## Task item
Lines to return, exactly: from the line with "Every instance of the red towel" to the line with "Every instance of the beach bag" in the entries below, both included.

____ Recorded data

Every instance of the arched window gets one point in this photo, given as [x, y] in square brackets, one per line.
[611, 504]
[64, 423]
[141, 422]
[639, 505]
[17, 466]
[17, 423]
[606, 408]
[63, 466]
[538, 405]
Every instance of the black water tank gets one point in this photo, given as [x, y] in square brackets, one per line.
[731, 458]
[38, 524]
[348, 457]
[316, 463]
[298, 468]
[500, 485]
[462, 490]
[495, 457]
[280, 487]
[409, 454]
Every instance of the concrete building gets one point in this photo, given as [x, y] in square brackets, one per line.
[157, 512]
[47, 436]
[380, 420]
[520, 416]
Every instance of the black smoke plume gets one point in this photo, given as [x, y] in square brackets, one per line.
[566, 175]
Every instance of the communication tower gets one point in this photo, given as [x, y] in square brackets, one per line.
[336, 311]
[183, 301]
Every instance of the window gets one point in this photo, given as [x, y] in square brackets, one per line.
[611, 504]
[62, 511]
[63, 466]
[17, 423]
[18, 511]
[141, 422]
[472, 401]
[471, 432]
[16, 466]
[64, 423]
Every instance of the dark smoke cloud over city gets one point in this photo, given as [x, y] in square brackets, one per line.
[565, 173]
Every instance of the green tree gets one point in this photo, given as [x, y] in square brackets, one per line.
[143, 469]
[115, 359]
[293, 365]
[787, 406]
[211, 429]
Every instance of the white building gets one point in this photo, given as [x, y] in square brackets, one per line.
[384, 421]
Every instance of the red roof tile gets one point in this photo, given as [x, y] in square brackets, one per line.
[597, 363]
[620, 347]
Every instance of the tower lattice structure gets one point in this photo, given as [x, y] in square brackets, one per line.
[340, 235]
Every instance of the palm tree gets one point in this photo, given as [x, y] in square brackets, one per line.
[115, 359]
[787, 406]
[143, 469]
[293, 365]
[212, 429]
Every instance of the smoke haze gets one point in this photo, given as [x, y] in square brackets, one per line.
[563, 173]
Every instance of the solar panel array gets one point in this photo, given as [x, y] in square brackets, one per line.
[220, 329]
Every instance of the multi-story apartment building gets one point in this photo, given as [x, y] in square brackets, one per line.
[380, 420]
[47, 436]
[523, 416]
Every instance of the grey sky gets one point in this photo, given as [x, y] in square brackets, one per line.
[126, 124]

________
____ Recorded data

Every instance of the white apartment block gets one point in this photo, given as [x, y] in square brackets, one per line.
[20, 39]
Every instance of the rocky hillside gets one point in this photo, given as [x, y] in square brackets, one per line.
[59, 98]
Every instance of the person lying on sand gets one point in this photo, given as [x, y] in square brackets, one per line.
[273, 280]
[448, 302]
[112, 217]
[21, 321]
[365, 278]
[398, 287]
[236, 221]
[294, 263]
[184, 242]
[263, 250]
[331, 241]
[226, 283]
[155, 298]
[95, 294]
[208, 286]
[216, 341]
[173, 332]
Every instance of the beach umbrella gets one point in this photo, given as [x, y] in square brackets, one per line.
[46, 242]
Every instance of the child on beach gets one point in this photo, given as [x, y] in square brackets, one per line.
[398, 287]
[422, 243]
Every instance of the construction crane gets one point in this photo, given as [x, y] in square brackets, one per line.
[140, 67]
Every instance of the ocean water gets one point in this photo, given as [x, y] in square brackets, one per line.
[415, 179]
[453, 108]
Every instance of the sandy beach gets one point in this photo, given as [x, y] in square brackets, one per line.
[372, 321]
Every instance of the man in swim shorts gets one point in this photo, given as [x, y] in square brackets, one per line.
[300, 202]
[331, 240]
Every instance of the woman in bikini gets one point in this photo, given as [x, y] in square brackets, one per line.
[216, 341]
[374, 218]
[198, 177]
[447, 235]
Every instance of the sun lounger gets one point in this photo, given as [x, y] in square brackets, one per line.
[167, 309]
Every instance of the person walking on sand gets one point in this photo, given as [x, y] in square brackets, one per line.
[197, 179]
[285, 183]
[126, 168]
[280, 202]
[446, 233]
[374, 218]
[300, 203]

________
____ Recorded data

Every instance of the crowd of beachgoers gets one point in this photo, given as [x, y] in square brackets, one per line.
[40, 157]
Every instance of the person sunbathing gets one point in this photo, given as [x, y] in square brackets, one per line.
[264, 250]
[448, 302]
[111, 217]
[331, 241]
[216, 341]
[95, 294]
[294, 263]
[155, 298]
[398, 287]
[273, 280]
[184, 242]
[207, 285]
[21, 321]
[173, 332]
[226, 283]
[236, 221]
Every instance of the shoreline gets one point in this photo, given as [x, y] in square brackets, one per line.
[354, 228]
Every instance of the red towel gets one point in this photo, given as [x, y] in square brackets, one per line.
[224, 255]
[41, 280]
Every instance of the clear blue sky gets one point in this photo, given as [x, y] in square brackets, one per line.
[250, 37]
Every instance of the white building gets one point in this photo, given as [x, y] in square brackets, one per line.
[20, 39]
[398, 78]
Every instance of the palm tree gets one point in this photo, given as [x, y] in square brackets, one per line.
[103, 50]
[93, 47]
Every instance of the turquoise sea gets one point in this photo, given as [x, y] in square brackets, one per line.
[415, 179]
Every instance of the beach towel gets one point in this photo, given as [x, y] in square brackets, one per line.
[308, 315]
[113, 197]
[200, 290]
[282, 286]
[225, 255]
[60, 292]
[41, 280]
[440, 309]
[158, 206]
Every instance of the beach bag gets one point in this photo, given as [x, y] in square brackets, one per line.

________

## Task result
Every instance of the red towel gets one point in this photo, given as [x, y] in square brackets, one per line.
[224, 255]
[41, 280]
Every instance of the clear blue sky gets one point in this photo, given as [x, y] in square brackets, one per line.
[250, 37]
Every instance of the white building gets one point in this photo, given as [x, y] in square brackets, one per line.
[20, 39]
[398, 78]
Every instance of the palm tree gets one point in this photo, given as [x, y] in square brackets, one per line.
[103, 50]
[93, 47]
Every instance of the turquoise sea gets one point in this photo, given as [x, y] in square brackets, one per line.
[415, 179]
Every instance of the beach towel gets one point in this photo, given as [x, y] in square brackets, one per line.
[308, 315]
[113, 197]
[200, 290]
[282, 286]
[225, 255]
[60, 292]
[41, 280]
[440, 309]
[158, 206]
Every instance of the beach bag gets one point in this photo, given as [x, y] in square brackets, one per line.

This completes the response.